Reproduce word for word the part of the items that opens with the line containing "Outline every instance of the side building." and closes with the line containing "M 489 359 L", including both of those lines. Leave the pictures out of your answer.

^^^^

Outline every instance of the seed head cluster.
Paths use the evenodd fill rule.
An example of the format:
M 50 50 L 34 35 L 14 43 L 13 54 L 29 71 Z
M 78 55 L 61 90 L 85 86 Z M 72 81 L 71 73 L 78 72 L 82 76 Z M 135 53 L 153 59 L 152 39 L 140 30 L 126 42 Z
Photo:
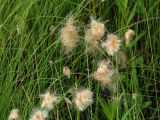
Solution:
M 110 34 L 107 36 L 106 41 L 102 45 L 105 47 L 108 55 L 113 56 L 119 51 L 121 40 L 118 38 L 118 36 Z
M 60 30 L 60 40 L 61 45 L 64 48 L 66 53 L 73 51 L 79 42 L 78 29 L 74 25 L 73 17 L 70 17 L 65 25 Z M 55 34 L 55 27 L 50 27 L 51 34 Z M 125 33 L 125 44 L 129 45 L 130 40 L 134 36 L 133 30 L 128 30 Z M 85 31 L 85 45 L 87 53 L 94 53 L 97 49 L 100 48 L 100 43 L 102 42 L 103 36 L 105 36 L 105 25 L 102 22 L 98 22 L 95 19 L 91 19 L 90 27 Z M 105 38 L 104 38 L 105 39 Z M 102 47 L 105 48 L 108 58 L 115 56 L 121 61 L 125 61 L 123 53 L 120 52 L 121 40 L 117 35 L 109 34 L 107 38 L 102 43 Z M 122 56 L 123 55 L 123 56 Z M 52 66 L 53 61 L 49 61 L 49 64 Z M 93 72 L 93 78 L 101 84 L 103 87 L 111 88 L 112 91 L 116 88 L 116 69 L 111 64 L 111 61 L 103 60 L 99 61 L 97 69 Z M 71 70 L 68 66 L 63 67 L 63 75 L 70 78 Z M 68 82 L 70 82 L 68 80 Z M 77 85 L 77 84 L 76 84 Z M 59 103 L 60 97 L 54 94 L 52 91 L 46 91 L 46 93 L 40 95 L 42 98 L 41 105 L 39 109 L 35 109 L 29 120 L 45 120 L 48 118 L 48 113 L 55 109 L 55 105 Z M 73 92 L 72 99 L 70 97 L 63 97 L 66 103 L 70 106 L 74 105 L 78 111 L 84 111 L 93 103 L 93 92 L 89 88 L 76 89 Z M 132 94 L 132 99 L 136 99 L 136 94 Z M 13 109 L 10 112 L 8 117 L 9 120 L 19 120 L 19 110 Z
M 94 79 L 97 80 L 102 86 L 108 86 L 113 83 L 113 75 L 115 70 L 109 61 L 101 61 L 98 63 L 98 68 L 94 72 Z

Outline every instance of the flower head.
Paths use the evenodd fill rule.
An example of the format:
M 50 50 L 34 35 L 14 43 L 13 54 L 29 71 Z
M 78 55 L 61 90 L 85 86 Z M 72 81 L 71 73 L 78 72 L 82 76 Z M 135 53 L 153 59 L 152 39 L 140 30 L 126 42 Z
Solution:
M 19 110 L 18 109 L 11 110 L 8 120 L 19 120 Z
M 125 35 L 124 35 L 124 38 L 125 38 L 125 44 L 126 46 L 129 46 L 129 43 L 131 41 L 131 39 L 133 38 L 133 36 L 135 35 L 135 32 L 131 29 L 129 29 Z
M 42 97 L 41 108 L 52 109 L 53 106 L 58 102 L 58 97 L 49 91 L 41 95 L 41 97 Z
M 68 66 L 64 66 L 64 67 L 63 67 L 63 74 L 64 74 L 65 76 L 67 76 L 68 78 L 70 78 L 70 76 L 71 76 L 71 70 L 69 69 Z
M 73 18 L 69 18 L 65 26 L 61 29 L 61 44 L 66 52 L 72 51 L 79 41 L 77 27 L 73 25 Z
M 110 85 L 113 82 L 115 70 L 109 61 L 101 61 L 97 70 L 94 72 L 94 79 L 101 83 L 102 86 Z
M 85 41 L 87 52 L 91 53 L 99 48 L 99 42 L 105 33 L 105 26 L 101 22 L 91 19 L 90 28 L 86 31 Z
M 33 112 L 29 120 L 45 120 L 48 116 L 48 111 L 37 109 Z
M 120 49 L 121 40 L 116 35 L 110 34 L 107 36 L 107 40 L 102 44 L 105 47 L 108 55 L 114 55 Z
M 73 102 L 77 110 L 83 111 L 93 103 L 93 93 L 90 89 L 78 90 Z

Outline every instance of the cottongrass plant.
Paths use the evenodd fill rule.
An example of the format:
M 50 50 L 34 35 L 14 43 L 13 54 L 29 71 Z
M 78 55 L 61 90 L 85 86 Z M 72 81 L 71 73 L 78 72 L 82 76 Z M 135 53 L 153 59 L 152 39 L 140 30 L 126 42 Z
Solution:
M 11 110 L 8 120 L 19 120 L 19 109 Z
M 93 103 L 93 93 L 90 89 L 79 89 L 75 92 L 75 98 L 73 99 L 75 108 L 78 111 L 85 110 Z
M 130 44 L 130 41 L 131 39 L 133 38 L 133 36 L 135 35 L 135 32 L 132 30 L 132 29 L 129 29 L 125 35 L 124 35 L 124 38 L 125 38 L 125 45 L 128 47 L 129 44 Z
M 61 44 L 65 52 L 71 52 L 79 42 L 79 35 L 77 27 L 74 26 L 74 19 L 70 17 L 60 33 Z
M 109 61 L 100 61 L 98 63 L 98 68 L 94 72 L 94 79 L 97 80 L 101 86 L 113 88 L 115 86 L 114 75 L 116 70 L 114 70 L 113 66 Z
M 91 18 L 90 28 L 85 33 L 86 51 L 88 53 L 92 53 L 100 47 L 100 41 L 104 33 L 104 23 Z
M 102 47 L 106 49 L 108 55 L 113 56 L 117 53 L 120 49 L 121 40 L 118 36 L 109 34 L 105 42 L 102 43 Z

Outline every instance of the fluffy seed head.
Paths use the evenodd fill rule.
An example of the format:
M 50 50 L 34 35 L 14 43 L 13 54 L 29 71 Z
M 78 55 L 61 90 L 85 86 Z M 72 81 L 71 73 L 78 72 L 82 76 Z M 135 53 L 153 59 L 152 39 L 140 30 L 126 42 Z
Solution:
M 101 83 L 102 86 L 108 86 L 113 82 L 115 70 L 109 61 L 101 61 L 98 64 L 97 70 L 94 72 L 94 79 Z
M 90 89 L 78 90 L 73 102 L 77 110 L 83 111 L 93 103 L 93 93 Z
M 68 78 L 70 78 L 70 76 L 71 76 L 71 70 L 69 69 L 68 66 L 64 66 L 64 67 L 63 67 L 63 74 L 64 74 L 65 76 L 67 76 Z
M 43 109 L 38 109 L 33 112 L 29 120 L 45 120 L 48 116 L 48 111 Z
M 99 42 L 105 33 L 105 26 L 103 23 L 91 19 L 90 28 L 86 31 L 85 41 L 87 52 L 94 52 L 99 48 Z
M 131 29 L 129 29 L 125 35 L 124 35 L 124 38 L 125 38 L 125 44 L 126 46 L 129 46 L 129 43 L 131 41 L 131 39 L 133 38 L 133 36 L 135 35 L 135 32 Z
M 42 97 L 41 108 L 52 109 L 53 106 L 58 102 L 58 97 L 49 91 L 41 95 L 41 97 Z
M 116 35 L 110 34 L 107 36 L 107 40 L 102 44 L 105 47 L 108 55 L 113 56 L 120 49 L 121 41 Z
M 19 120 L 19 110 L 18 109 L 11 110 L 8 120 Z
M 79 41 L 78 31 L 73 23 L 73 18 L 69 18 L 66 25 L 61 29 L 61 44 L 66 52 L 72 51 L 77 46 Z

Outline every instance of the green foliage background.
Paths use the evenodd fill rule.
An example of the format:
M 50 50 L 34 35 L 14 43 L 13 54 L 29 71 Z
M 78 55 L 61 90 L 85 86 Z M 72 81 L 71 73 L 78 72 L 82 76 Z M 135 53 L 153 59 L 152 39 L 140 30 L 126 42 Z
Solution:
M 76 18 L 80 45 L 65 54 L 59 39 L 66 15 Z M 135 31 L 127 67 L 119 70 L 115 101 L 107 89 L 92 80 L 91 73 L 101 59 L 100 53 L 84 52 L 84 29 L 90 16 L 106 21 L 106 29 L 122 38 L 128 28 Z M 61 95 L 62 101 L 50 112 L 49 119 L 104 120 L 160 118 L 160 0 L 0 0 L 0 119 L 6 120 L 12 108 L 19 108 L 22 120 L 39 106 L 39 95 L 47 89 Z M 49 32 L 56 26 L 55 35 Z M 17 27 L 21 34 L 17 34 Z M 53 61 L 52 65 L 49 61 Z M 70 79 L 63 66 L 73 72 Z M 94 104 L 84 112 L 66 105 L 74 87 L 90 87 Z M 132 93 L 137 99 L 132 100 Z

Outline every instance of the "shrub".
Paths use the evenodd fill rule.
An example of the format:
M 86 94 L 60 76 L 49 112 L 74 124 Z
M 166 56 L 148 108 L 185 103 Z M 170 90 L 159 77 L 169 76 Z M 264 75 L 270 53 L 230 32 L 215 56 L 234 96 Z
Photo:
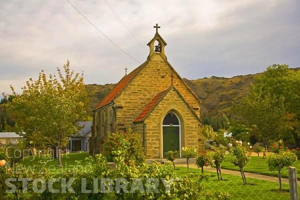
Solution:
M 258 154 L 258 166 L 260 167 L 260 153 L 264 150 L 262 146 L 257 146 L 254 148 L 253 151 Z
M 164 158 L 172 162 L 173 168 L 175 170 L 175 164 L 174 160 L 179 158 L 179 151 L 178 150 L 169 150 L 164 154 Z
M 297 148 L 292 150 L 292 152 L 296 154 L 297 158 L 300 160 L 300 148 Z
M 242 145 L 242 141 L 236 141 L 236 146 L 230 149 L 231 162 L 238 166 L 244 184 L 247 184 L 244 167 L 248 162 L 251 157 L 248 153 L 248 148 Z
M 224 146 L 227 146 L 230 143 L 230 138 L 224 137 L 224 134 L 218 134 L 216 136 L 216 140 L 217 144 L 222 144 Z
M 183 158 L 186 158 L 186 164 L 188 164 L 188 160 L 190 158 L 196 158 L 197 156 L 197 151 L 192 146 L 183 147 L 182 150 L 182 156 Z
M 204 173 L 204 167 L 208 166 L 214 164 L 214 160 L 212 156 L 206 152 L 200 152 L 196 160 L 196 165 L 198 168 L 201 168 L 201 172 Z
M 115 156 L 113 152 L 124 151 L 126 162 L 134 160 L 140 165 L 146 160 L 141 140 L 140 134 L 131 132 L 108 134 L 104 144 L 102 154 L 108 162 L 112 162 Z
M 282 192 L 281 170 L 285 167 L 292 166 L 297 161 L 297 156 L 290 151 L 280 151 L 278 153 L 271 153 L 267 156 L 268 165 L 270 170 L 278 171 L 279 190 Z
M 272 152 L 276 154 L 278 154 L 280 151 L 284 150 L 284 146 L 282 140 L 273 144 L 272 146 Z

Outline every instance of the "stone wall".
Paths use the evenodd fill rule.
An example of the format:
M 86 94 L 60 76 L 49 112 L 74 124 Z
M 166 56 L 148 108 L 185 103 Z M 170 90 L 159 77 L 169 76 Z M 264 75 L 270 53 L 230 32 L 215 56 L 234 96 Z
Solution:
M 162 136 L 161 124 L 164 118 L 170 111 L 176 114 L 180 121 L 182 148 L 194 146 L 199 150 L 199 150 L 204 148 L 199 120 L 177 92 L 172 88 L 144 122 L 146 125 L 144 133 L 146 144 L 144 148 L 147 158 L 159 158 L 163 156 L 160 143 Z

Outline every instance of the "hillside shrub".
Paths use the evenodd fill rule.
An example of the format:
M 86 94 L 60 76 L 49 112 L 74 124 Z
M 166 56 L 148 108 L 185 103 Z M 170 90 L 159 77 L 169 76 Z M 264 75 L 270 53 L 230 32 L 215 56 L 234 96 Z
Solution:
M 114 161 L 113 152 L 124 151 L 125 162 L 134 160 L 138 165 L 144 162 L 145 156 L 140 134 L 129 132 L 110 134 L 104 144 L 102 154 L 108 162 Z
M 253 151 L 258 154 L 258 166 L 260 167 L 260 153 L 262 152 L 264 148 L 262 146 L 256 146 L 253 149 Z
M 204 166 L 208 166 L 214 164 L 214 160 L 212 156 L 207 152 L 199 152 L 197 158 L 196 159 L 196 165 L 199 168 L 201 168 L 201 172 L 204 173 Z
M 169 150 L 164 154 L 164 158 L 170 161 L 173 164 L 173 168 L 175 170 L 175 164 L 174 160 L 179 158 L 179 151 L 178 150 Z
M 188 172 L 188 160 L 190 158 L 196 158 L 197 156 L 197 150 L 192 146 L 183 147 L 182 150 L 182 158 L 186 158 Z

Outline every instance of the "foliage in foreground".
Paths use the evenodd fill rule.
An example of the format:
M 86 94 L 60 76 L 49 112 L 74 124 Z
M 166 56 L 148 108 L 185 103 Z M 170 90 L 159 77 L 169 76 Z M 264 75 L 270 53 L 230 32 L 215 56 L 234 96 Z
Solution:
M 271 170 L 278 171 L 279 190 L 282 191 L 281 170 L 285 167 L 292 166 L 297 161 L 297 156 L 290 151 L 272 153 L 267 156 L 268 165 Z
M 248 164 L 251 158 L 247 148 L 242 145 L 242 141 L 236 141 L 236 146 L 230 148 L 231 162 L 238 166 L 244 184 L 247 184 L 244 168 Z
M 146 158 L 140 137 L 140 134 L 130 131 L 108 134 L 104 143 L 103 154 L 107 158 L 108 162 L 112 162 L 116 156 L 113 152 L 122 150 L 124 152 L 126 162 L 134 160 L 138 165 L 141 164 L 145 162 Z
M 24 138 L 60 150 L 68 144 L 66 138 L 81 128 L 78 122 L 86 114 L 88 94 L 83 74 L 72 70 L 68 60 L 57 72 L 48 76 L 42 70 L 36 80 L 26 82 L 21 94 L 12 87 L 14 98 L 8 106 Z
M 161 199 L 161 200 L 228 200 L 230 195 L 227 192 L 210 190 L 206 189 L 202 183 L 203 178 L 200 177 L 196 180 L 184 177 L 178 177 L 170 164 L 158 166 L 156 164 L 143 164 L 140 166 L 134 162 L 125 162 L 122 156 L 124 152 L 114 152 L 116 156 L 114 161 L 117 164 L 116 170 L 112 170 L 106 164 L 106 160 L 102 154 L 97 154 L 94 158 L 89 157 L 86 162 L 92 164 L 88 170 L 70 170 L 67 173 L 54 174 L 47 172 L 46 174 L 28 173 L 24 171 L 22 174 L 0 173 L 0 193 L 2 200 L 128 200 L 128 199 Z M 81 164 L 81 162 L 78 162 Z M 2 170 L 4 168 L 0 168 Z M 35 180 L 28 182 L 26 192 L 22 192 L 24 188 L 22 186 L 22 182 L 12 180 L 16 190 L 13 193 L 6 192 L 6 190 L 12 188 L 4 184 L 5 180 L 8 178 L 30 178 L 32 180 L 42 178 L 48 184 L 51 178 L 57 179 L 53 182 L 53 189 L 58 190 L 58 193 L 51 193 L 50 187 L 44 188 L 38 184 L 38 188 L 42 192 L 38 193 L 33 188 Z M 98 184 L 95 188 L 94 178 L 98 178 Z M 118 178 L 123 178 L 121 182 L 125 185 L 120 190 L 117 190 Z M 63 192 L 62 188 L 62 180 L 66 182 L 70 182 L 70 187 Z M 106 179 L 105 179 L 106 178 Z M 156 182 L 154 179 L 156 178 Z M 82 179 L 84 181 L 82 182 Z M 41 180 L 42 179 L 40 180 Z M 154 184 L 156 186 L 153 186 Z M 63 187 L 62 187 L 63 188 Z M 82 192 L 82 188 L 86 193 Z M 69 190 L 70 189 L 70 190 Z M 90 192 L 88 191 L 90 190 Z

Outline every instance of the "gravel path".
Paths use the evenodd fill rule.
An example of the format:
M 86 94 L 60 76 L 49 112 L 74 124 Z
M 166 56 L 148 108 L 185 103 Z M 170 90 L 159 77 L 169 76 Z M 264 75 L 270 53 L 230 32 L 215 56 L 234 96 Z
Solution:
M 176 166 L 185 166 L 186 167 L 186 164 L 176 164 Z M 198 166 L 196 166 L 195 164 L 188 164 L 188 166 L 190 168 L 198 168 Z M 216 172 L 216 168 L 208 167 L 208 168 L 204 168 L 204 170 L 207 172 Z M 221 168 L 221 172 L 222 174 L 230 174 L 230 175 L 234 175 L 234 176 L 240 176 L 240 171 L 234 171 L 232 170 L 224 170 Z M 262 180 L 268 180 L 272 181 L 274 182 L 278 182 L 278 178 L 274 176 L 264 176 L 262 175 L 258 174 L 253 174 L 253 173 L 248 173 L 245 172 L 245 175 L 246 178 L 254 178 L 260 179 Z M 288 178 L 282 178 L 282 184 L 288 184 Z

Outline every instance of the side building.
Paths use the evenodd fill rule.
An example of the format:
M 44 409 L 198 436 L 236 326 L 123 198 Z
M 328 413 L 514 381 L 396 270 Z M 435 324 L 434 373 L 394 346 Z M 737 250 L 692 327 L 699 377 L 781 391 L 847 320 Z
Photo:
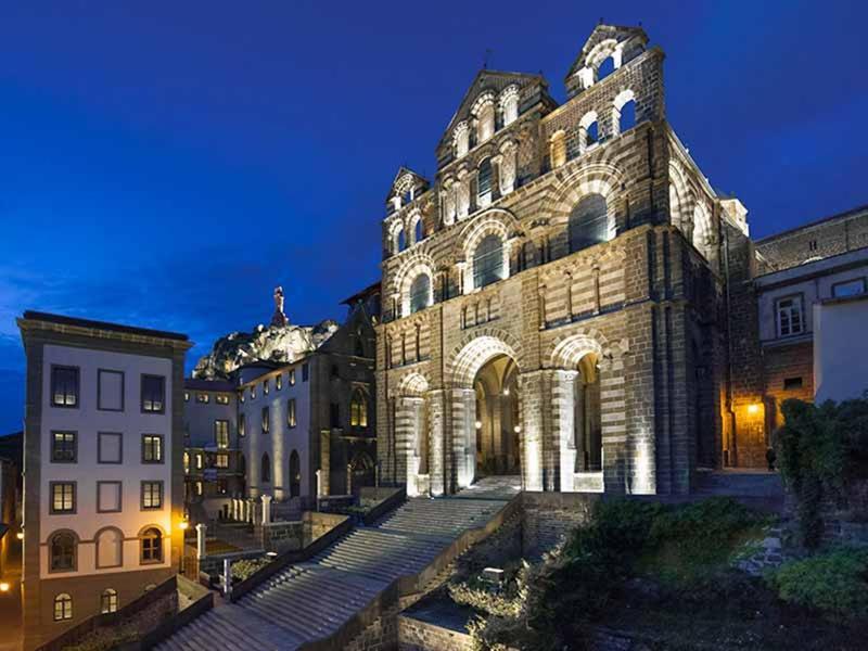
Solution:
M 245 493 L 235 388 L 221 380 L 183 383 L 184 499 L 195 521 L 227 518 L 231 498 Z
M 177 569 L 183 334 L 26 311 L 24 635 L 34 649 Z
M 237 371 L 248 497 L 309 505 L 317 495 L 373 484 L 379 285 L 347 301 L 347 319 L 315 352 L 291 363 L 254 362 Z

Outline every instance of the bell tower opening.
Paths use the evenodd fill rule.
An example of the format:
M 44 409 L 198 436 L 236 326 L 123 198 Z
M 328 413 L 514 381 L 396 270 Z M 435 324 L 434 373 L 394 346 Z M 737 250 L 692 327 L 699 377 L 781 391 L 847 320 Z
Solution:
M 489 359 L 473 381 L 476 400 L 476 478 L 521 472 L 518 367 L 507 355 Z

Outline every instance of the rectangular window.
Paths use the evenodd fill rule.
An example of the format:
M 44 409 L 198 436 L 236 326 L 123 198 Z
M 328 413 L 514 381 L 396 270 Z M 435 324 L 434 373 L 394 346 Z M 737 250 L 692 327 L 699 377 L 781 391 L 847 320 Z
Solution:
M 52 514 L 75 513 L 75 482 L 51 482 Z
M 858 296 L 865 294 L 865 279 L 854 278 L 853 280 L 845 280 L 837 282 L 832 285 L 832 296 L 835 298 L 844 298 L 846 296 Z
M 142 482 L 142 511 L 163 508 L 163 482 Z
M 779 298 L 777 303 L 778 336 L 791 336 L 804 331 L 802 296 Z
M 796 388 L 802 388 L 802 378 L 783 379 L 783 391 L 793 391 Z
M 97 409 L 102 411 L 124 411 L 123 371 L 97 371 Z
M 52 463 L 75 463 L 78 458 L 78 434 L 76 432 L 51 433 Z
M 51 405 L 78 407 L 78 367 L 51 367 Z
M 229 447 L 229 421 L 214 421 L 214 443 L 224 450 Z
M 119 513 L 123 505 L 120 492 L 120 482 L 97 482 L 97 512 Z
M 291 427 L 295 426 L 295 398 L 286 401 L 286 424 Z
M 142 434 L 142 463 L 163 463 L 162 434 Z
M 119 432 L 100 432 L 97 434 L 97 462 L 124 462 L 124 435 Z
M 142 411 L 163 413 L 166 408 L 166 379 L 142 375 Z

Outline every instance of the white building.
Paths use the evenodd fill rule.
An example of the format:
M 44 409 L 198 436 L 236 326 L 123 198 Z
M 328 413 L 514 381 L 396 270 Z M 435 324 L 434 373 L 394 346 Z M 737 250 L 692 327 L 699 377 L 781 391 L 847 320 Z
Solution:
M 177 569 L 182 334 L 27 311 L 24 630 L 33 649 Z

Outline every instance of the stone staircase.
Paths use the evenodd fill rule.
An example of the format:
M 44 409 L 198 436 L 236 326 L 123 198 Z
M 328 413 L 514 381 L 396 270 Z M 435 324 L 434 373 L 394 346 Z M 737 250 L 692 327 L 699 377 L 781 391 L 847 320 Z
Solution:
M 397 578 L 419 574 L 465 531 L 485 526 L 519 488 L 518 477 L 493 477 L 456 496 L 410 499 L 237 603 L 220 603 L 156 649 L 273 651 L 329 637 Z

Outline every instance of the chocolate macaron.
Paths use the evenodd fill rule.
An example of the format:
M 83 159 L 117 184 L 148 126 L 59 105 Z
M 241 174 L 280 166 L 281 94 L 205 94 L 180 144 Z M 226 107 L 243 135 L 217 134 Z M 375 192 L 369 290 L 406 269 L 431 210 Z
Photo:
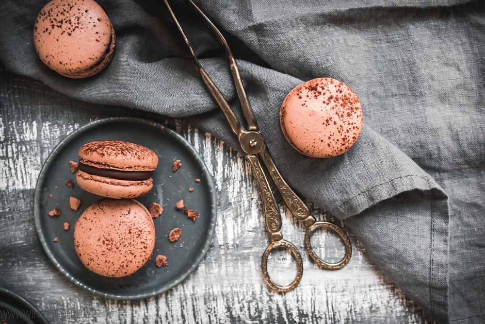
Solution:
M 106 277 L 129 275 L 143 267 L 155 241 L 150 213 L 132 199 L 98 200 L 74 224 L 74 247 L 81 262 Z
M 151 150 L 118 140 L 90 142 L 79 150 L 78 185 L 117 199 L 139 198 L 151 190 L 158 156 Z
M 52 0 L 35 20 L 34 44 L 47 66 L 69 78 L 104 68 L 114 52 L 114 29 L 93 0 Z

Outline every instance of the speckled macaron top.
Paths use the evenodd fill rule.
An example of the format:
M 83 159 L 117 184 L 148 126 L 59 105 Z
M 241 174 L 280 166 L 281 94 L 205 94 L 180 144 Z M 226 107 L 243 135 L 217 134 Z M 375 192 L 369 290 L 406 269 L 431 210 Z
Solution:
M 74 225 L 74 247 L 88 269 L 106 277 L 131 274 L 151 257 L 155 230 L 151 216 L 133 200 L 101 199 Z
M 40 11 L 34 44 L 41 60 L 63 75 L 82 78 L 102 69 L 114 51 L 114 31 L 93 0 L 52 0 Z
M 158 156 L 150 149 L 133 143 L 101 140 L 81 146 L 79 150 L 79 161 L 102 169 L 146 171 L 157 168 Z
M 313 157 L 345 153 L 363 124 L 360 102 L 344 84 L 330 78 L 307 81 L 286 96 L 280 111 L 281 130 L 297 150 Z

^^^^

▸ The response
Outline every instance of the side building.
Paths use the evenodd fill rule.
An example of the format:
M 44 409 L 198 436 L 236 326 L 123 198 Z
M 328 413 L 514 381 L 396 270 Z M 435 324 L 434 373 L 394 346 Z M 737 250 L 692 327 L 699 377 L 781 391 L 847 320 Z
Photo:
Solution:
M 245 493 L 235 388 L 221 380 L 183 383 L 184 499 L 195 521 L 227 518 L 231 498 Z
M 177 569 L 183 334 L 26 311 L 24 635 L 34 649 Z
M 237 371 L 248 497 L 309 505 L 317 495 L 373 484 L 379 285 L 347 301 L 347 319 L 315 352 L 291 363 L 254 362 Z

Outline every instance of the bell tower opening.
Paths use the evenodd fill rule.
An example of the format:
M 44 409 L 198 436 L 236 326 L 123 198 Z
M 328 413 L 514 381 L 396 270 Z M 435 324 L 434 373 L 394 346 Z M 737 250 L 692 327 L 699 377 L 781 391 L 847 320 Z
Solution:
M 489 359 L 473 381 L 476 400 L 476 478 L 521 472 L 518 367 L 507 355 Z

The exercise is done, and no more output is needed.